START

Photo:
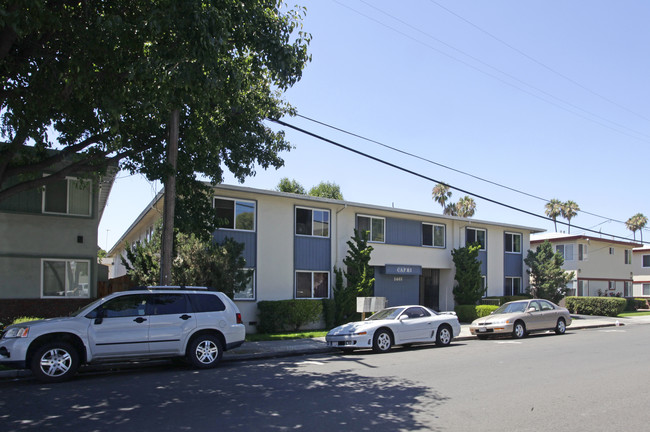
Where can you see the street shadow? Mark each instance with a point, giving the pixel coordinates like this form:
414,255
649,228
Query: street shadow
260,395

END

- _Task directions_
Reproduce every line of the listing above except the picture placeholders, keeping the request text unchanged. Shift each answer's pixel coordinates by adding 125 to both values, and leave the sample coordinates in the request untouched.

- _Result of the exercise_
Photo:
Where can you see the street shadow? Mark each instance with a point, giving the pixel coordinates like this form:
414,255
649,228
Query: street shadow
385,520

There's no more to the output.